Activity — The records below must be copied out completely and exactly.

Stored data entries
%%
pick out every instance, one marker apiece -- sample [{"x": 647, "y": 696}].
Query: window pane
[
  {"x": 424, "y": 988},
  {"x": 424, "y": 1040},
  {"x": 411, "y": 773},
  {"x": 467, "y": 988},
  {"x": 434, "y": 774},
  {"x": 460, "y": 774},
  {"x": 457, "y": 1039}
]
%%
Response —
pick out every instance, one marker apiece -- sample [{"x": 647, "y": 696}].
Query: window pane
[
  {"x": 424, "y": 988},
  {"x": 424, "y": 1040},
  {"x": 411, "y": 773},
  {"x": 467, "y": 988},
  {"x": 434, "y": 774},
  {"x": 460, "y": 774},
  {"x": 457, "y": 1039}
]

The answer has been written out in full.